** START OF EXTRACTED RECORDS **

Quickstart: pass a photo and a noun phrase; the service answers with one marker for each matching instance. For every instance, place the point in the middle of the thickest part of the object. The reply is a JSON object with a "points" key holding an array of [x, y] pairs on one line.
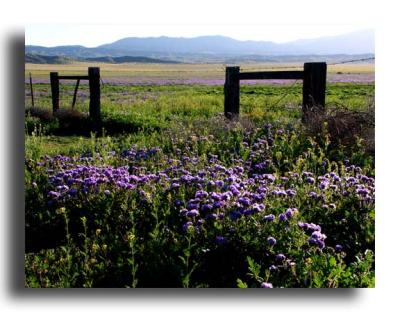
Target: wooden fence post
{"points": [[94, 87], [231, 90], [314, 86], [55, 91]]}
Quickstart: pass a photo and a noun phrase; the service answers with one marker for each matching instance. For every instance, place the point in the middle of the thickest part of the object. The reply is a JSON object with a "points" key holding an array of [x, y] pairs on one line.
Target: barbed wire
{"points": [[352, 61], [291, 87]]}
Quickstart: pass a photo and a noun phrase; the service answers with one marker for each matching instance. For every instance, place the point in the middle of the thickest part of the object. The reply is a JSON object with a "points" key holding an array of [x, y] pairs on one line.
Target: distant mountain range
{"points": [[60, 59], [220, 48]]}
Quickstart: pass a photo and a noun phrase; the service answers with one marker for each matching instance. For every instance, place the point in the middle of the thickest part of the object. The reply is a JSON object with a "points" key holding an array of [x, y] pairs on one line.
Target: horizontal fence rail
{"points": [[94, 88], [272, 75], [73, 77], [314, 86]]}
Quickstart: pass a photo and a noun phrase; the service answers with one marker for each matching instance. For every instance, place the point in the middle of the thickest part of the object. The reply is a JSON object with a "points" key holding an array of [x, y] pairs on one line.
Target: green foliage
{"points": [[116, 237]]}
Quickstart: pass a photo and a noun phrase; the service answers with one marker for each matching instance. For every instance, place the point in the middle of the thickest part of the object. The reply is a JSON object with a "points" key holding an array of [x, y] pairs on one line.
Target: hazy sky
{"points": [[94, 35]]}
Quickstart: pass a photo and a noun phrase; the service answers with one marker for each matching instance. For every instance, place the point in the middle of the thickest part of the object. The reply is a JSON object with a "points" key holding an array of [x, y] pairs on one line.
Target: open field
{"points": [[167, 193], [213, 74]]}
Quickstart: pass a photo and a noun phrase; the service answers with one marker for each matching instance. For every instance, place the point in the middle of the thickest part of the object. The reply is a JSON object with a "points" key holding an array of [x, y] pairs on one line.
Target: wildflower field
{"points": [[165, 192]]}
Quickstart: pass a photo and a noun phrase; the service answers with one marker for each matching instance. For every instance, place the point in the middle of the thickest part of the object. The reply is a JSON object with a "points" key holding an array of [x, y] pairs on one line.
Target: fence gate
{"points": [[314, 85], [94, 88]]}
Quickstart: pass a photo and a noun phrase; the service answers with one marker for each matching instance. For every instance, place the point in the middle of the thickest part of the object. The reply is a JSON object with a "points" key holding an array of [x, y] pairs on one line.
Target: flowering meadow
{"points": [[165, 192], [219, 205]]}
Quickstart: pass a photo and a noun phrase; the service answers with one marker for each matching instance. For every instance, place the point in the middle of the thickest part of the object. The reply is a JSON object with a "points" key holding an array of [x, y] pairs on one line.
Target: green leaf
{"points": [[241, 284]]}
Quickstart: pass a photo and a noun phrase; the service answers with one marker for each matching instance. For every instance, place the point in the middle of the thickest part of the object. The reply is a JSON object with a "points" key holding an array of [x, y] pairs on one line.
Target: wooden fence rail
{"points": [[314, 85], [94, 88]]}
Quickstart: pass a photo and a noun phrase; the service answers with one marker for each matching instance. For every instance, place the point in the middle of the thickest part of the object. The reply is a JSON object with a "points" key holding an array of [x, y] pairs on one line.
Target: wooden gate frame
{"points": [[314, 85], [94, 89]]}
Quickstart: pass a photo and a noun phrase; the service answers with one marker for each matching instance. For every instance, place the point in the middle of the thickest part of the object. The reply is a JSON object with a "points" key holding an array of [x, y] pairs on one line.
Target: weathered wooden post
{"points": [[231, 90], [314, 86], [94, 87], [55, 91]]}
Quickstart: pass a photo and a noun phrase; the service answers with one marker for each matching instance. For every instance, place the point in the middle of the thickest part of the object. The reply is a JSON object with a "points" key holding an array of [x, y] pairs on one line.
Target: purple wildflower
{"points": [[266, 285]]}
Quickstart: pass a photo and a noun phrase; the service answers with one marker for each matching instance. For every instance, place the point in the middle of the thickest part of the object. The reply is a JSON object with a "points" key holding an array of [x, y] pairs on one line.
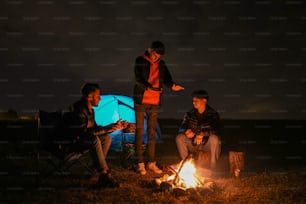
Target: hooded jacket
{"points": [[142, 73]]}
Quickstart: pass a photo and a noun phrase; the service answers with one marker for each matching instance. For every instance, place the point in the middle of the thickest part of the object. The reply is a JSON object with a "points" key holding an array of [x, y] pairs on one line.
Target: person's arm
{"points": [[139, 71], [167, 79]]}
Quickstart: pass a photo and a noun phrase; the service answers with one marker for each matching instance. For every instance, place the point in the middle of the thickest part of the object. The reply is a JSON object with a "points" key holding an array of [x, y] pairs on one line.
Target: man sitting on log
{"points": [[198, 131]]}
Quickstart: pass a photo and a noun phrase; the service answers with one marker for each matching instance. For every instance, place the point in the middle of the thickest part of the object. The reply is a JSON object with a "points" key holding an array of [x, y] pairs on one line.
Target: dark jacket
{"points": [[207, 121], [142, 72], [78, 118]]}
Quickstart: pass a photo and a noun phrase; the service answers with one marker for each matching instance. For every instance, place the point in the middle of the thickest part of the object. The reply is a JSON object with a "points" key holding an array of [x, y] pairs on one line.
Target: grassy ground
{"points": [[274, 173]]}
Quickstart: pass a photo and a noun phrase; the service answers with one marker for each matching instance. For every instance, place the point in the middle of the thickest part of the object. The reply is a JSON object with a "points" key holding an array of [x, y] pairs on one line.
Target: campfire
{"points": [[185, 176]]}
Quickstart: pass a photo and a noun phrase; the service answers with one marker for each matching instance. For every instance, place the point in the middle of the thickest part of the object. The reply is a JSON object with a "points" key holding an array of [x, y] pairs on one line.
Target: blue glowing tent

** END OF EXTRACTED RECORDS **

▸ **PROMPT**
Skip the pictures, then retype every line above exactly.

▸ **SOLUTION FOR THIS EXERCISE**
Quickstart: pass a photo and a noun phrase; the service answers with one marker for each matching instance. For every instance, place the point in the middle of the thickest part of the object. The reply is a JSON object with a "points" key holding an array of [x, y] pairs on one line.
Target: wooden fence post
{"points": [[94, 87], [231, 90], [314, 86], [55, 91]]}
Quickstart: pass a photo and a noun phrase; the service answers with one marker for each matching instance. For every instance, place the point in the middle of the thickest part of the object. The reply is a JSON object with a "points" key holding an array of [x, y] pairs on one line.
Target: barbed wire
{"points": [[352, 61], [291, 87]]}
Quickstart: pass a photo and a noun phrase; the service answers with one marker for each matching instance. For every instance, place the point in the middle of the thickest part of the object. The reply is a JSON object with a "points" key holding an array of [x, y] pairs on one line.
Target: distant mountain range
{"points": [[60, 59], [220, 48]]}
Quickstart: pass a photo and a noun phrase; the service answers with one marker for each matching instance. For every instance, place the point in the middle of the thickest part of the object. The reply is a JSON object with a "points" key holding an array of [x, y] pairs on one line.
Target: horizontal fence rail
{"points": [[94, 88], [272, 75], [73, 77], [314, 86]]}
Quickstart: pass a photo and a noun phrase; the service answers with one marker for each matching instance. For every instance, place the point in the middle of the thickest part of the object. The reply is a JSON object with a "points" key holding an array of [x, y] pairs on one line.
Target: green foliage
{"points": [[116, 237]]}
Quickstart: pass a photo and a noun phrase; the service answers with one marker for each matching instance. For every instance, place the point in the middle of the thickest part of the object. The reply is a JSON object with a "points" key holding an array of [x, y] pairs on one line.
Target: hazy sky
{"points": [[94, 35]]}
Quickstart: pass a photo and a noun phrase; the service answers with one marker for each matching instance. For every instance, place the point in the middle of the thickest part of the object. The reply is a JSON object with a "points" key holding an array of [x, y] pairs on one line.
Target: open field
{"points": [[167, 193], [213, 74]]}
Quickstart: pass a photo and a noun phrase; the service answers with one marker for each matching instance. For every instance, place the point in the middle of the thickest part of the object. The reply is a JSON object with a "points" key holding an array of [x, y] pairs on one line.
Target: wildflower field
{"points": [[165, 192]]}
Quickstart: pass a photo and a noun phrase; the service answers with one marker for each matching instance. For every instance, place the point in the middle of the thickest part of the object. The reply is a JSON object with a "points" key holding an array of [x, y] pairs on one line.
Target: fence gate
{"points": [[314, 85], [94, 88]]}
Quickstart: pass a photo and a noun phrase; the service answers with one marker for each matching instance. For every instance, place the point in the middle of the thickest part of the object. The reply is a JSON object with a "points" key holding an array of [x, y] pairs on one line.
Target: flowering meadow
{"points": [[165, 192], [219, 205]]}
Quickstart: pass a photo and a noun phrase; the service answers with one marker for each matching instance. For every instance, place the point in the middle of the thickest part of the object. The reply is a JSON object with a "points" key holding an array of [x, y] pairs on one line.
Target: green leaf
{"points": [[241, 284]]}
Quickstart: pass a photo and a noun phrase; the service answers with one marker for each matching instance. For every instance, place the point in the middle of the thickest part of the object. The reply is a JSON object with a "points" key holding an array of [x, y] pairs on one line.
Target: wooden fence rail
{"points": [[314, 85], [94, 88]]}
Quickstart: pass a photo and a noun phrase; the service answers with one marker for each matching instance. For every instance, place the point in the middle of the thickest part of the object. The reply is a JSON object with a "points" key holding an array of [x, y] pairs on one line.
Target: wooden gate frame
{"points": [[314, 85], [94, 89]]}
Quickstart: pass a photo and a noun phrase; the service answers with one marker for each matching instance. For every instance, place the point in the middle of the thickest part of the object. The reply is a JSON object with a "points" key holding an array of [x, y] pairs on one line.
Target: weathered wooden post
{"points": [[231, 90], [314, 86], [94, 87], [55, 91]]}
Quickstart: pass a photo and a noun phrase; the service answers with one marker for each matching instance. For every instance, place the point in the middle of the thickest part of the object. The reply is a JSON object with a "points" key holding an array of [x, y] pairs on one line.
Target: purple wildflower
{"points": [[266, 285]]}
Quickstart: pass a photo and a noun phrase; the service answers with one marker for each matching instance. For every instance, place the point in the middle of the thickest part of the object. The reply is a JSON object with a "points" key holding an array of [x, y] pairs on one line.
Target: hooded jacket
{"points": [[142, 73]]}
Quickstart: pass a photo and a noun phrase; the service answers with one marker for each matching instance. For every instance, place the point in the middle of the thickest part of the object. The reply is a JSON object with a "points" key holding an array of [x, y] pairs on one line.
Target: person's arm
{"points": [[139, 71], [167, 79]]}
Quickstart: pass a photo and a noun phrase; the service answers with one marker for each matching instance. For every instance, place the point in the middle of the thickest part of the object. The reply is a JSON object with a "points" key holding an array of [x, y] pairs on one line.
Target: man sitting on log
{"points": [[198, 131]]}
Quickstart: pass a photo and a noun phrase; the service answers with one marker for each matching instance. For every instance, place the point in the middle of the thickest part of the object. The reply is a JSON object with a "points" key holding an array of [x, y] pairs on one line.
Target: dark jacket
{"points": [[207, 121], [142, 72], [78, 118]]}
Quickstart: pass a photo and a noun phrase; the service answers with one marker for each matching instance. For every instance, place the point in the middle of the thickest part of the object. The reply is a JSON object with a "points" key holding an array of [x, y] pairs on one line.
Target: grassy ground
{"points": [[274, 173]]}
Quickstart: pass a photo and a noun phrase; the service answers with one marker for each matching instance. For every instance, place the point in the middle of the thickest part of the object. The reply is a JSON object with a "points" key holding an array of [x, y] pairs on one line.
Target: campfire
{"points": [[185, 176]]}
Quickstart: pass a photo and a noun phrase; the service answers with one marker for each matching instance. For every instance, place the point in the middle of the thickest part of the object. The reply is a JSON object with a "points" key holding an array of [x, y] pairs on one line.
Target: blue glowing tent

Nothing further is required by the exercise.